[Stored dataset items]
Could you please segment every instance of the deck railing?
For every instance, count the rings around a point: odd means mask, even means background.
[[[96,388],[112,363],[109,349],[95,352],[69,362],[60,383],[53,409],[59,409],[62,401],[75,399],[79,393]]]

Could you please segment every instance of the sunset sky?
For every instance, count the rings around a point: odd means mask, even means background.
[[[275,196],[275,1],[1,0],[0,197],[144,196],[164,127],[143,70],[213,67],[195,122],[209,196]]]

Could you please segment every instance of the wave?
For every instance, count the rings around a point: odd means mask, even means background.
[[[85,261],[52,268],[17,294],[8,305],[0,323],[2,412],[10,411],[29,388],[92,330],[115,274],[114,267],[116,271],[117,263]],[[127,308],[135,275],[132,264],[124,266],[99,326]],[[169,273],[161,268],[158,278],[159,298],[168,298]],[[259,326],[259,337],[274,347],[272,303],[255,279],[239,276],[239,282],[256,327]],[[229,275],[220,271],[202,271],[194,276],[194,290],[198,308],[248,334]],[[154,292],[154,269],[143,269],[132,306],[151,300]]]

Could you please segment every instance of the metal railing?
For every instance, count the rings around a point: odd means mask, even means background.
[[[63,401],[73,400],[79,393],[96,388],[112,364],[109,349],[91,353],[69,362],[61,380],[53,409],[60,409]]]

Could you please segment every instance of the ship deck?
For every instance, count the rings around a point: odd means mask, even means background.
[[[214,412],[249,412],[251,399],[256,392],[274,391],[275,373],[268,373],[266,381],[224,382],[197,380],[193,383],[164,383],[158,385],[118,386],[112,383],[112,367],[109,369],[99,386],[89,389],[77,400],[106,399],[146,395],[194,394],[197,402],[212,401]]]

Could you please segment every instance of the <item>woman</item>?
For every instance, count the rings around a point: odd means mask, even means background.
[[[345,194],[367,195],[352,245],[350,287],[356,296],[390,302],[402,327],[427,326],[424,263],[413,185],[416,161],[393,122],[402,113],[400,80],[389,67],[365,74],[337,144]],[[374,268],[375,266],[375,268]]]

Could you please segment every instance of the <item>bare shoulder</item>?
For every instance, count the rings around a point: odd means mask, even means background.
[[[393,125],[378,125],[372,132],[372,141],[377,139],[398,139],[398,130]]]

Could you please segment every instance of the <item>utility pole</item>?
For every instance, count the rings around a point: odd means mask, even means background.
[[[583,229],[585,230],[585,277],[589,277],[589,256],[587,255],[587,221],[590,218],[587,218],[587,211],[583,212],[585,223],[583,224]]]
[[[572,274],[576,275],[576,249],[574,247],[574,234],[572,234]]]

--- TO BE DONE ---
Write out the entries in full, exactly as given.

--- RESULT ---
Could you please segment every instance of the deck railing?
For every instance, count the rings around a point: odd means mask, even means background.
[[[96,388],[112,363],[109,349],[95,352],[69,362],[60,383],[53,409],[59,409],[62,401],[75,399],[79,393]]]

Could you please segment every instance of the sunset sky?
For every instance, count the rings around a point: odd means mask, even means background.
[[[275,196],[275,1],[1,0],[0,197],[144,196],[164,127],[143,70],[213,67],[195,122],[209,196]]]

Could you please segment every instance of the wave?
For every instance, count the rings around a point: odd means mask, even means background.
[[[85,261],[52,268],[17,294],[8,305],[0,323],[2,412],[10,411],[29,388],[92,330],[115,274],[114,267],[116,271],[117,263]],[[127,308],[135,275],[132,264],[124,266],[99,326]],[[169,273],[161,268],[158,278],[159,298],[168,298]],[[259,326],[259,337],[274,347],[272,303],[255,279],[239,276],[239,282],[256,327]],[[229,275],[220,271],[202,271],[194,276],[194,290],[198,308],[248,334]],[[154,292],[154,269],[143,269],[132,306],[151,300]]]

Could you please segment every instance of the metal railing?
For every instance, count the rings around a point: odd means mask, even means background.
[[[63,401],[73,400],[79,393],[96,388],[112,364],[109,349],[91,353],[69,362],[61,380],[53,409],[60,409]]]

Could you please segment every instance of the ship deck?
For every instance, count the rings around a point: odd means mask, even means background.
[[[214,412],[249,412],[251,399],[256,392],[274,391],[275,373],[268,373],[266,381],[224,382],[197,380],[193,383],[164,383],[158,385],[118,386],[112,383],[112,367],[109,369],[99,386],[89,389],[77,400],[106,399],[146,395],[194,394],[197,402],[212,401]]]

Could you please segment every instance of the <item>woman</item>?
For every instance, count the rings around a point: odd means mask, even means background.
[[[345,194],[367,195],[352,245],[350,287],[356,296],[390,302],[402,327],[427,326],[424,263],[413,185],[416,161],[393,122],[402,113],[400,80],[389,67],[365,74],[337,144]],[[374,268],[375,266],[375,268]]]

Could you please segment every instance of the <item>bare shoulder</item>?
For every instance, count the rings around a point: odd means mask, even means background.
[[[393,125],[378,125],[372,132],[372,141],[377,139],[398,139],[398,130]]]

Could you please segment every instance of the <item>utility pole</item>?
For every instance, count the rings around a point: odd means mask, even means background.
[[[583,229],[585,230],[585,277],[589,277],[589,256],[587,255],[587,221],[590,218],[587,218],[587,211],[583,212],[585,223],[583,224]]]
[[[572,274],[576,275],[576,249],[574,247],[574,234],[572,234]]]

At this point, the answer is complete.